### Material provided
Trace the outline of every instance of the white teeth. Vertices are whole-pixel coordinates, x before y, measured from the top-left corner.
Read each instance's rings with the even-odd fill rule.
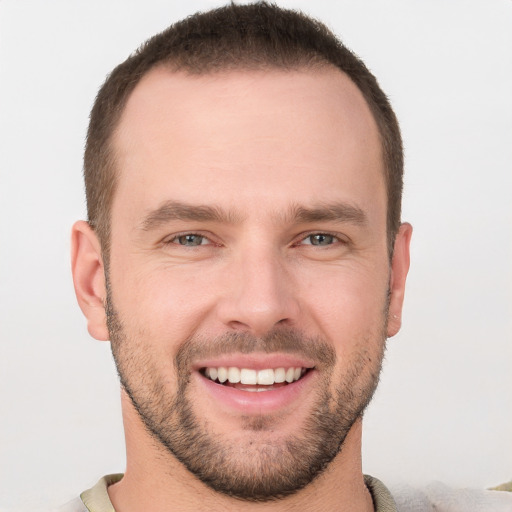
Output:
[[[274,382],[279,384],[286,380],[286,370],[284,368],[276,368],[274,370]]]
[[[288,382],[288,383],[293,382],[294,378],[295,378],[295,368],[288,368],[288,370],[286,370],[286,377],[285,377],[286,382]]]
[[[240,370],[234,366],[228,368],[228,380],[231,384],[237,384],[240,382]]]
[[[274,370],[260,370],[258,372],[258,384],[272,386],[275,382]]]
[[[218,368],[205,368],[204,374],[211,380],[218,380],[220,383],[229,381],[231,384],[246,384],[249,386],[261,385],[272,386],[283,382],[292,383],[299,380],[305,373],[305,369],[298,367],[290,368],[265,368],[264,370],[253,370],[251,368],[237,368],[236,366],[219,366]],[[249,389],[249,388],[248,388]],[[264,391],[264,388],[258,388]]]
[[[217,368],[217,379],[221,383],[226,382],[228,380],[228,369],[224,368],[224,366]]]
[[[257,384],[258,374],[256,373],[256,370],[248,370],[247,368],[242,368],[240,370],[240,382],[242,384]]]

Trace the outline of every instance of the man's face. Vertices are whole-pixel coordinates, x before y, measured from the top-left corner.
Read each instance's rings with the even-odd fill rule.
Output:
[[[386,191],[362,95],[331,68],[154,70],[113,144],[109,329],[135,409],[214,489],[296,491],[336,457],[384,350]]]

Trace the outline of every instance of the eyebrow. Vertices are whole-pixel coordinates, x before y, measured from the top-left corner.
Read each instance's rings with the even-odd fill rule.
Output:
[[[166,201],[156,210],[149,212],[142,221],[141,228],[144,231],[151,231],[173,220],[234,224],[237,222],[238,216],[224,212],[215,206]]]
[[[140,227],[144,231],[151,231],[175,220],[236,224],[242,218],[243,216],[237,212],[224,211],[216,206],[166,201],[157,209],[149,212],[141,222]],[[305,224],[332,221],[366,225],[368,220],[366,213],[361,208],[348,203],[320,204],[312,208],[294,205],[285,215],[278,215],[277,218],[282,223]]]
[[[364,226],[368,222],[368,217],[361,208],[348,203],[321,204],[313,208],[295,206],[292,207],[289,217],[304,223],[334,221]]]

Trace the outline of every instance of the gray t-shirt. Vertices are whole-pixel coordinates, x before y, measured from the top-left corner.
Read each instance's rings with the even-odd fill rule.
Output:
[[[115,512],[107,487],[121,478],[122,474],[101,478],[58,512]],[[453,489],[439,482],[421,489],[399,486],[391,492],[376,478],[365,475],[364,481],[375,512],[512,512],[511,492]]]

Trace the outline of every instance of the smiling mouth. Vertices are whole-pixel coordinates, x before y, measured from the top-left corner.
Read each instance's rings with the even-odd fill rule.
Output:
[[[236,366],[219,366],[202,368],[200,373],[213,382],[242,391],[271,391],[297,382],[312,369],[295,366],[253,370]]]

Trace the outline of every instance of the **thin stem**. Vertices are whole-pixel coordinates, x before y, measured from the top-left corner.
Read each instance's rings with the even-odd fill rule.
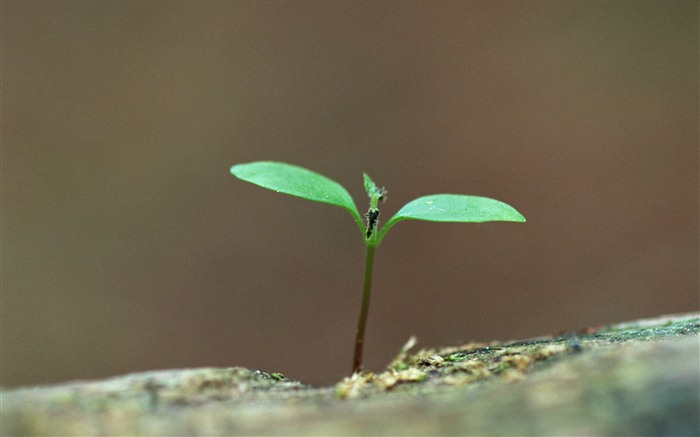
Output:
[[[357,335],[355,336],[355,358],[352,363],[352,372],[362,370],[362,346],[365,342],[365,326],[367,326],[367,314],[369,313],[369,297],[372,294],[372,266],[374,265],[374,250],[377,246],[367,245],[367,260],[365,262],[365,285],[362,292],[362,305],[360,307],[360,319],[357,322]]]

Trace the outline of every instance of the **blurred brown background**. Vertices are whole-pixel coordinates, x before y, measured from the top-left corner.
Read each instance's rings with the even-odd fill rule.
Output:
[[[696,1],[3,1],[2,384],[347,375],[361,236],[262,159],[527,217],[396,226],[370,370],[697,310],[698,120]]]

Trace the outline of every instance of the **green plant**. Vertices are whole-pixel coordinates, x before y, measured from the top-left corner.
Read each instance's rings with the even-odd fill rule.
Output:
[[[369,209],[365,214],[366,221],[362,220],[355,202],[342,185],[311,170],[283,162],[258,161],[234,165],[231,167],[231,173],[241,180],[278,193],[339,206],[350,212],[350,215],[355,219],[367,246],[367,258],[362,305],[355,337],[353,373],[362,370],[362,346],[372,290],[374,251],[389,229],[403,220],[469,223],[525,221],[525,217],[512,206],[498,200],[462,194],[433,194],[408,202],[387,220],[384,226],[380,227],[377,205],[385,199],[386,190],[378,188],[366,173],[364,173],[365,191],[369,196]]]

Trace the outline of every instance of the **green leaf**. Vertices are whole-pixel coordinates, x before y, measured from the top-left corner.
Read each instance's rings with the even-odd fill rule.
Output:
[[[402,220],[431,222],[524,222],[525,217],[512,206],[488,197],[463,194],[433,194],[412,200],[390,218],[379,233],[379,241]]]
[[[362,218],[350,193],[339,183],[311,170],[284,162],[257,161],[236,164],[231,174],[238,179],[278,193],[344,208],[362,229]]]

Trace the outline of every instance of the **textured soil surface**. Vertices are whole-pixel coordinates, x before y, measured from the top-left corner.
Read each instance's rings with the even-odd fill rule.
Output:
[[[2,435],[699,435],[700,313],[409,351],[311,387],[244,368],[0,393]]]

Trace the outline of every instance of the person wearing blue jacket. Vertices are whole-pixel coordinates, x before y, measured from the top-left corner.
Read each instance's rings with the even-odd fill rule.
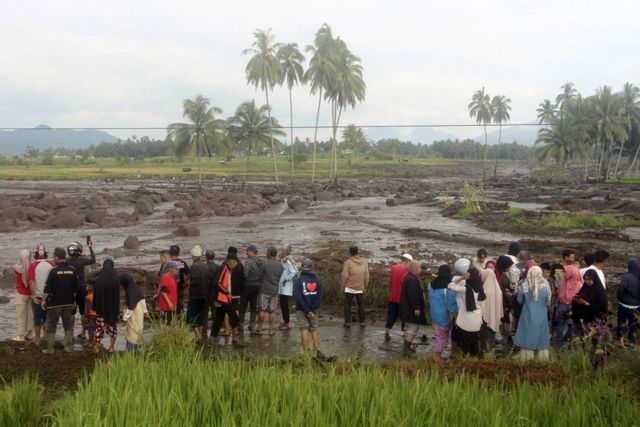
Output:
[[[318,338],[318,310],[322,301],[322,280],[312,271],[313,261],[302,261],[302,273],[293,282],[293,294],[296,299],[296,324],[300,328],[302,348],[307,351],[309,333],[315,347],[315,357],[324,360],[320,352]],[[310,349],[313,350],[313,349]]]
[[[282,261],[282,267],[284,271],[280,276],[280,283],[278,284],[278,293],[280,295],[280,310],[282,311],[282,324],[280,325],[281,331],[288,331],[291,329],[291,319],[289,317],[289,299],[293,296],[293,281],[298,277],[298,266],[295,260],[291,256],[291,247],[285,246],[280,252],[280,261]]]
[[[638,329],[638,316],[640,316],[640,261],[637,258],[629,259],[629,271],[627,271],[618,286],[618,340],[620,347],[624,348],[624,326],[629,323],[629,341],[634,342],[635,332]]]
[[[436,335],[435,358],[442,360],[442,351],[449,344],[451,319],[458,312],[456,293],[447,289],[451,283],[451,267],[443,264],[438,268],[438,276],[429,285],[429,309]]]

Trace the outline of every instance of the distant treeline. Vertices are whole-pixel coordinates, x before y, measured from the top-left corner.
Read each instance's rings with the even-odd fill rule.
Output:
[[[282,155],[290,154],[290,147],[284,144],[278,144]],[[344,146],[343,146],[344,145]],[[345,150],[348,150],[346,144],[343,146],[343,156]],[[316,150],[320,154],[329,153],[331,150],[330,141],[318,141]],[[264,150],[266,154],[267,150]],[[295,141],[296,156],[310,156],[313,153],[313,142],[308,138]],[[240,155],[241,152],[225,153],[231,156]],[[162,139],[150,139],[146,136],[136,139],[127,139],[118,142],[103,142],[91,145],[86,149],[69,149],[69,148],[50,148],[47,150],[38,150],[33,147],[27,147],[25,157],[53,159],[55,157],[73,157],[73,158],[113,158],[113,159],[146,159],[152,157],[173,157],[176,156],[176,146],[173,141]],[[361,149],[363,158],[373,158],[380,160],[392,160],[397,157],[420,157],[420,158],[444,158],[444,159],[466,159],[480,160],[484,157],[484,145],[471,140],[450,140],[435,141],[432,144],[414,144],[409,141],[401,141],[399,139],[381,139],[376,142],[368,141],[366,146]],[[510,144],[502,144],[500,146],[489,146],[490,158],[498,158],[503,160],[529,160],[535,158],[535,150],[533,147],[521,145],[516,142]]]

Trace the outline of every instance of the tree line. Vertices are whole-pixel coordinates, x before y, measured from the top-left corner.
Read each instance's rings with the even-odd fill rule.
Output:
[[[537,109],[540,124],[538,155],[566,167],[570,159],[580,160],[584,178],[589,175],[606,181],[623,173],[621,160],[628,161],[624,175],[640,168],[640,89],[625,83],[622,91],[601,86],[583,97],[573,83],[561,86],[555,102],[545,99]]]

### About this exercise
Word for word, restate the lines above from the first through the one that contains "Trace the outline of every instance of the eyebrow.", and exclude all pictures.

### Output below
Trace the outline of every instance of the white teeth. Vertices are whole-pixel coordinates, x before y, measured from the top-left corner.
Read each instance's rings with the even-odd fill rule.
Output:
[[[274,382],[279,384],[286,380],[286,370],[284,368],[276,368],[274,370]]]
[[[288,382],[288,383],[293,382],[294,378],[295,378],[295,368],[288,368],[288,370],[286,370],[286,377],[285,377],[286,382]]]
[[[240,370],[234,366],[228,368],[228,380],[231,384],[237,384],[240,382]]]
[[[274,370],[260,370],[258,372],[258,384],[272,386],[275,382]]]
[[[218,368],[205,368],[204,374],[211,380],[218,380],[220,383],[229,381],[231,384],[246,384],[249,386],[261,385],[272,386],[283,382],[292,383],[299,380],[305,373],[305,369],[298,367],[290,368],[265,368],[264,370],[253,370],[251,368],[237,368],[236,366],[219,366]],[[249,389],[249,388],[248,388]],[[264,391],[264,388],[258,388]]]
[[[217,368],[217,379],[221,383],[226,382],[228,380],[228,369],[224,368],[224,366]]]
[[[257,384],[258,374],[256,373],[256,370],[248,370],[247,368],[242,368],[240,370],[240,382],[242,384]]]

Trace the outline of every instance of the man's face. Vertices are whole-pixel coordinates, x before y, measured from the top-left corner.
Read each instance's rings with the even-odd fill rule.
Output:
[[[386,191],[362,95],[331,68],[154,70],[113,144],[109,329],[135,409],[214,489],[296,491],[336,457],[384,350]]]

Trace the outline of every instance of the eyebrow. Vertices are whole-pixel coordinates, x before y, measured from the top-left corner.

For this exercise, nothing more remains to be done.